GEGEBENER TEXT ▸

From 192.168.1.2 ... Destination Host Unreachable

----------

## nephron

das ist verdammt schlecht.. 

zeig bitte nochmal ifconfig -a

----------

## rhelms

Linkd encap Ethernet  HWaddr <NAC-Adresse>

eth0

inet addr 192.168.1.2. Bcast 192.168.1.255 Mask 255.255.255.0

UP BROADCAST RUNNING MULTICAST MTU .. Metric 1

RX -- alles 0en

TX -- alles 0en

collisions:0 txqueuelen:1000

RX 0 TX 0

lo

inet addr 127.0.0.1

übliche Angaben

----------

## nephron

Also wenn du mich fragst, ist die netzwerkkarte defekt oder der treiber geht nicht richtig.. Ist das ein Laptop oder ein Desktop-PC?

mach mal bitte einen lspci.. wenn es noch nicht da ist (unknown command) dann installiere bitte vorher noch pciutils

----------

## rhelms

das ist ein Notebook.

Vermutlich muss ich nochmals zur Installations-CD greifen und darüber die pciutils nachinstallieren.

Was mich halt wundert ist, dass es bei der Installation gar keine Probleme mit dem Internetzugriff gegeben hatte

Das ging dort ruck-zuck.

Gruss

Ruprecht Helms

----------

## rhelms

also das net-setup der Installations-CD erkennt diese als Intel Netzwerkkarte.

Die Verbindung funktioniert, wenn man DHCP mit auto-detect der Netzwerkverbindung setzt.

Selbst die DNS-Auflösung funktioniert.

Kann also nur an einem Treiberproblem liegen (wenn dann), die die Karte hardwaremäßig ja funktioniert.

Gruss

Ruprecht Helms

----------

## nephron

wenn du pciutils drauf hast und ein lspci machst schreib mal den output.. 

ganz interressant ist auch zu sehen was der treiber beim laden sagt.. das machst du dann mit 

dmesg|grep eth0

----------

## think4urs11

Moved from Networking & Security to Deutsches Forum (German).

----------

## rhelms

muss Gentoo offensichtlich nochmal neu aufsetzen.

Aus mir unbekannten Gründen gibt es Probleme mit dem Superblock und das Filesystem kann nicht gefixt werden.

Aber dann will ich gleich mal die pcitools mitinstallieren.

Gruss

Ruprecht Helms

----------

## rhelms

ich habe Gentoo inzwischen mit der Version 2007.0 neu aufgesetzt. Beim aktuellen Installations-Mini-Iso klappt der Zugriff

aufs Internet von vorherein nicht.

KURZAUFGABE A ▸ Wähle aus der folgenden Auflistung jede Zeile aus, in der die Zeichenfolge „light“ vorkommt. Groß- und Kleinschreibung ist dabei zu beachten.

EINGABEDATEN ▸
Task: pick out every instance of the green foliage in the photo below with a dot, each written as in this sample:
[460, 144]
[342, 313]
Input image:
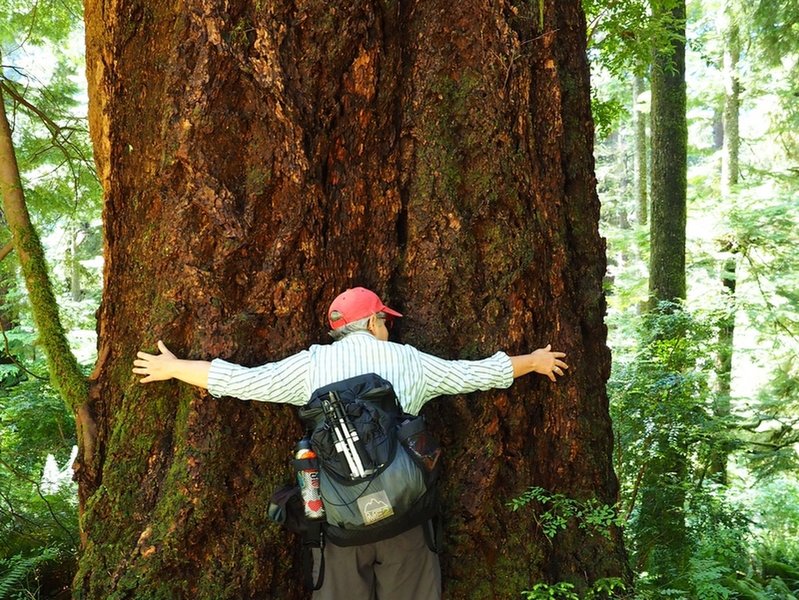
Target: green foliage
[554, 512]
[38, 529]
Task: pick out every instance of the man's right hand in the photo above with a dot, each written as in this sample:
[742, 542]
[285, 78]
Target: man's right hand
[156, 367]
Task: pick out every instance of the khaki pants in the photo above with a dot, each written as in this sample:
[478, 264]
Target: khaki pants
[400, 568]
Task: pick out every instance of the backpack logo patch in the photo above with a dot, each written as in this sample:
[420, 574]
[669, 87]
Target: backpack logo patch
[375, 507]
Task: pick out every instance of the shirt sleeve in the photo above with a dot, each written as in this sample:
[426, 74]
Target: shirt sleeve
[285, 381]
[447, 377]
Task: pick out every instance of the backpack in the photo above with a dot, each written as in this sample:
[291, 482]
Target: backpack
[379, 482]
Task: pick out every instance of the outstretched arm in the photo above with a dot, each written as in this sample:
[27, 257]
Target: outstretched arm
[542, 361]
[164, 366]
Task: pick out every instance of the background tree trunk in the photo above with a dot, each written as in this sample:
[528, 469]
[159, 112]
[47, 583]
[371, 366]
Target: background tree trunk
[257, 159]
[669, 161]
[641, 158]
[729, 178]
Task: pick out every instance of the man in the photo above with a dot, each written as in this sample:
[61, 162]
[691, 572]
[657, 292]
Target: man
[403, 567]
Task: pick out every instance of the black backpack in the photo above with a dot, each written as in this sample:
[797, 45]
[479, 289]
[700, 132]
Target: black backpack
[395, 459]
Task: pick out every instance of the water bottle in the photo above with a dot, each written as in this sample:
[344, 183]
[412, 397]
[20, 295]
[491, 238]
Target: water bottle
[308, 478]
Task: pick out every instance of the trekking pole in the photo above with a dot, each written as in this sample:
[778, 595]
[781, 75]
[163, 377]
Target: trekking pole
[350, 434]
[339, 439]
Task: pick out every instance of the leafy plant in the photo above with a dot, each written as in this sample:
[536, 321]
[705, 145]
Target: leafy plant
[560, 510]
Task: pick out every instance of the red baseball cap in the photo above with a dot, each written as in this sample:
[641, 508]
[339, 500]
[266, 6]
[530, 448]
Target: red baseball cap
[356, 304]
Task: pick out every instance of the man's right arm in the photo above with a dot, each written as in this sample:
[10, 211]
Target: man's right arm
[165, 366]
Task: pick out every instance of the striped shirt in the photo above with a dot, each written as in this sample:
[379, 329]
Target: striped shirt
[417, 377]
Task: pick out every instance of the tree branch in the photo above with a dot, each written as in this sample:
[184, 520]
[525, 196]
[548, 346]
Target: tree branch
[64, 370]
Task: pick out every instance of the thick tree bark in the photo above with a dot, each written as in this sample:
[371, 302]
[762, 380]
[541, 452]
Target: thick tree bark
[258, 158]
[662, 540]
[729, 178]
[669, 162]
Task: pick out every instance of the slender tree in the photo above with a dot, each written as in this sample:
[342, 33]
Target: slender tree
[257, 158]
[641, 160]
[662, 545]
[669, 159]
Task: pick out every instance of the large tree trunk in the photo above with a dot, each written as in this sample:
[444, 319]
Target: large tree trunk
[729, 178]
[669, 161]
[257, 159]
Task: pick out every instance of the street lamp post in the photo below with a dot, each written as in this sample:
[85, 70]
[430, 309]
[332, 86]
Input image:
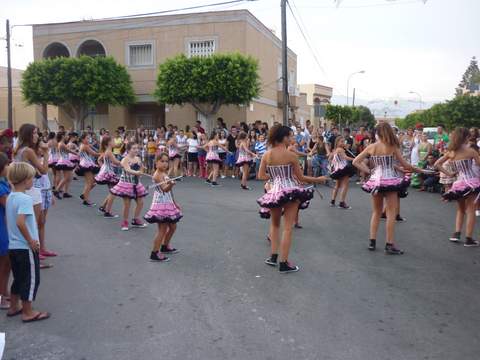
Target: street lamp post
[419, 97]
[348, 82]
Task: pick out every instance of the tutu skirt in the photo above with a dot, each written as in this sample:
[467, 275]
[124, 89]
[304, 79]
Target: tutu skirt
[64, 164]
[462, 188]
[106, 178]
[163, 213]
[129, 190]
[348, 170]
[277, 198]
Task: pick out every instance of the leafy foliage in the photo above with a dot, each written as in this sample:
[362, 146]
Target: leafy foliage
[77, 84]
[208, 82]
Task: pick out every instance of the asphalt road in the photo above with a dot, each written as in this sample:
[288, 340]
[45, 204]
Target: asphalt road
[218, 300]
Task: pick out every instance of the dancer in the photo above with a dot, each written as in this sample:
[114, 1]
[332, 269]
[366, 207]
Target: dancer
[173, 154]
[467, 186]
[64, 166]
[385, 183]
[165, 212]
[245, 159]
[341, 171]
[87, 168]
[213, 159]
[129, 187]
[285, 194]
[107, 175]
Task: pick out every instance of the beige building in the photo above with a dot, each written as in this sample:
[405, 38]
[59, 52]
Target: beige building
[313, 97]
[21, 112]
[141, 44]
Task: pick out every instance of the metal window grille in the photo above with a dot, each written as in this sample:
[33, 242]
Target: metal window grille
[141, 55]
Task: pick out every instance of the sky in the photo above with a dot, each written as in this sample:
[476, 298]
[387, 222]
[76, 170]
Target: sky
[402, 45]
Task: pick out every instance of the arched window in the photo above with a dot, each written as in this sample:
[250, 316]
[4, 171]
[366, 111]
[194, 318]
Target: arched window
[55, 49]
[91, 48]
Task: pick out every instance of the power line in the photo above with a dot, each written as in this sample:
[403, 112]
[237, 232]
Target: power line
[310, 47]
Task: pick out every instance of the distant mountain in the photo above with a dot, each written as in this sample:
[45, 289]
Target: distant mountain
[401, 108]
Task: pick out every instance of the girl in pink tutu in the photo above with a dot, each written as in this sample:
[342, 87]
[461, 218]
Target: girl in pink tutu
[245, 159]
[65, 166]
[213, 158]
[284, 196]
[107, 175]
[341, 170]
[385, 182]
[466, 187]
[165, 212]
[87, 167]
[130, 188]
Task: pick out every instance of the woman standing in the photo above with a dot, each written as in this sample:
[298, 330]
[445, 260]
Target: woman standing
[385, 183]
[284, 196]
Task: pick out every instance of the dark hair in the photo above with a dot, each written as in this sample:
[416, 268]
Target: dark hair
[278, 133]
[3, 161]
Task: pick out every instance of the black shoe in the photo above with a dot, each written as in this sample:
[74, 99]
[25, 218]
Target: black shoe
[469, 242]
[108, 215]
[272, 260]
[286, 267]
[344, 206]
[455, 237]
[165, 250]
[390, 249]
[154, 256]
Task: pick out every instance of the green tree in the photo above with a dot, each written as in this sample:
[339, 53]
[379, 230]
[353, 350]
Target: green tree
[207, 83]
[77, 84]
[470, 78]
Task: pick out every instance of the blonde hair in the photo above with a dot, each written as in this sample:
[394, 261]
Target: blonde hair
[19, 172]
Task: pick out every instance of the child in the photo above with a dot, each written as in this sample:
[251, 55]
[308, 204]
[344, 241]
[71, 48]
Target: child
[129, 187]
[341, 172]
[23, 244]
[4, 260]
[107, 175]
[164, 211]
[245, 157]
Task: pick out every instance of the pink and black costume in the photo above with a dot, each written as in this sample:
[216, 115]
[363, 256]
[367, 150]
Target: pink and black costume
[384, 177]
[163, 208]
[340, 168]
[468, 181]
[87, 164]
[212, 155]
[107, 175]
[129, 185]
[243, 158]
[64, 162]
[284, 188]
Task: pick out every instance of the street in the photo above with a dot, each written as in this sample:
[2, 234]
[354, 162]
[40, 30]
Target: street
[216, 299]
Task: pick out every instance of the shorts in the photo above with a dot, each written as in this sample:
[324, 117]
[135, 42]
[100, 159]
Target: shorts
[46, 199]
[231, 159]
[26, 273]
[36, 195]
[192, 157]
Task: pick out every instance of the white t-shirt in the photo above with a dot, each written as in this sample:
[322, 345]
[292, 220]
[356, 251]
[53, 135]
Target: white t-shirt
[192, 145]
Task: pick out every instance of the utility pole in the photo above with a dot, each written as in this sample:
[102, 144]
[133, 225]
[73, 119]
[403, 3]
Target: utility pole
[9, 80]
[283, 5]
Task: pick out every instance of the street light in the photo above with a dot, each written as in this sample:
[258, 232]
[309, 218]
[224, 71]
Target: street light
[348, 81]
[419, 96]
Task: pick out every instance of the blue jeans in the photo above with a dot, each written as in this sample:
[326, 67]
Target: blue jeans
[320, 165]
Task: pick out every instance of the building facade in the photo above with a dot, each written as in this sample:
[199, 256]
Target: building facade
[141, 44]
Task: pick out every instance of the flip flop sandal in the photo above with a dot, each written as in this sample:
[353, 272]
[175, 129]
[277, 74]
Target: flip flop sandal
[18, 312]
[39, 317]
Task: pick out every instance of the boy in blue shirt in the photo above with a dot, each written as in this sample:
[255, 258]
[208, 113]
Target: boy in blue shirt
[23, 244]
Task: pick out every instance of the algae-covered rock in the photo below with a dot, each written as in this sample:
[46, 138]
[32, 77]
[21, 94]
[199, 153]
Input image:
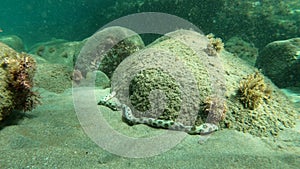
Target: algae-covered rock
[16, 78]
[253, 90]
[174, 71]
[280, 61]
[106, 49]
[176, 78]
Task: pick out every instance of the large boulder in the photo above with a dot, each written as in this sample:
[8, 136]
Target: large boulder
[280, 61]
[177, 78]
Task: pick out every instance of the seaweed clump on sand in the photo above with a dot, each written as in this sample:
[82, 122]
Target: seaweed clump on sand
[16, 74]
[253, 90]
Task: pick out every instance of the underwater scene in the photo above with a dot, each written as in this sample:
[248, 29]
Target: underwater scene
[185, 84]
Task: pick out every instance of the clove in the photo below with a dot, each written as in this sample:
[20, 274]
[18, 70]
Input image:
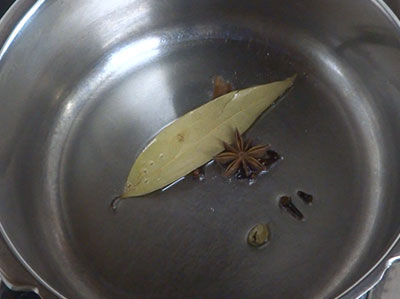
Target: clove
[272, 158]
[198, 174]
[307, 198]
[286, 203]
[258, 235]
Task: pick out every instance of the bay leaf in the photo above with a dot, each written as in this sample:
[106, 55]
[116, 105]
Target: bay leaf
[195, 138]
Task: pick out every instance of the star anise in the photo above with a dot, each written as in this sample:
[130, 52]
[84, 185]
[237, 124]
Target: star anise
[242, 156]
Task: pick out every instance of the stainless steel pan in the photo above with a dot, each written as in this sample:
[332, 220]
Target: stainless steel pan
[85, 85]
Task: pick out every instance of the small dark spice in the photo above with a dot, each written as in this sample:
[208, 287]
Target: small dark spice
[307, 198]
[286, 203]
[258, 235]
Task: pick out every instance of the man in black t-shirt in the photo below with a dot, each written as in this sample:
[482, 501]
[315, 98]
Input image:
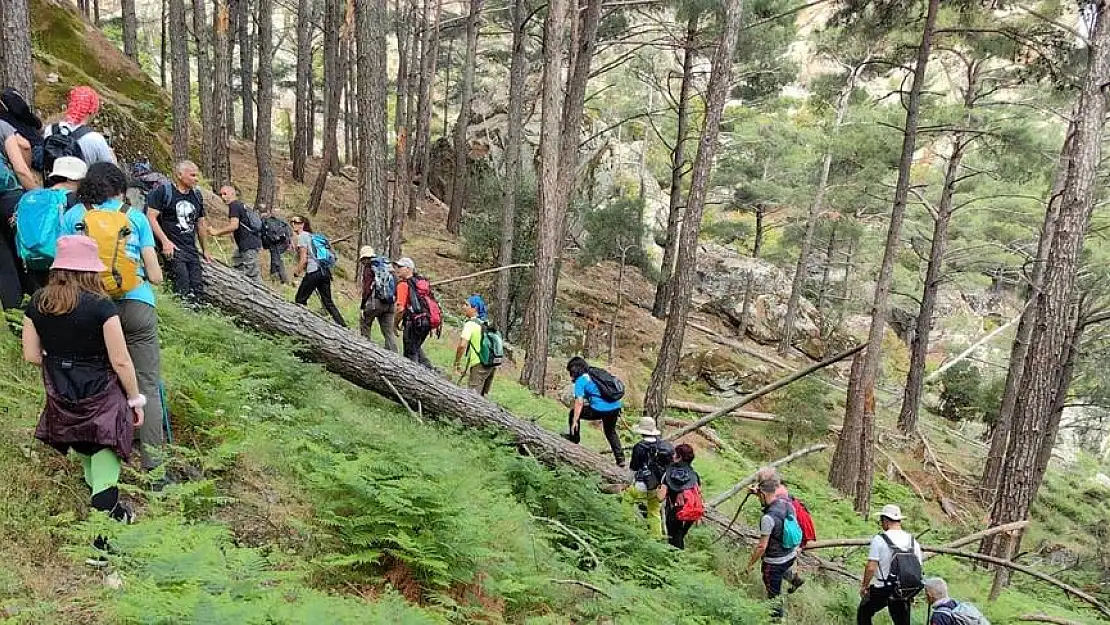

KURZAUFGABE B ▸ Erkläre anhand der Diskussion über die Netzwerkkarte in ein bis drei Sätzen, warum rhelms annimmt, dass nur ein Treiberproblem vorliegen kann.

VOLLSTÄNDIGE ANTWORT A ▸
Task: pick out every instance of the street light in the photo above with a dot, each written as in this sample:
Target: street light

VOLLSTÄNDIGE ANTWORT B ▸ Das Net-Setup der Installations-CD erkennt die Karte als Intel-Netzwerkkarte. Mit DHCP und automatischer Erkennung der Netzwerkverbindung funktioniert dort die Verbindung, sogar die DNS-Auflösung. Da die Karte hardwaremäßig also funktioniert, kann es nach rhelms nur am Treiber liegen.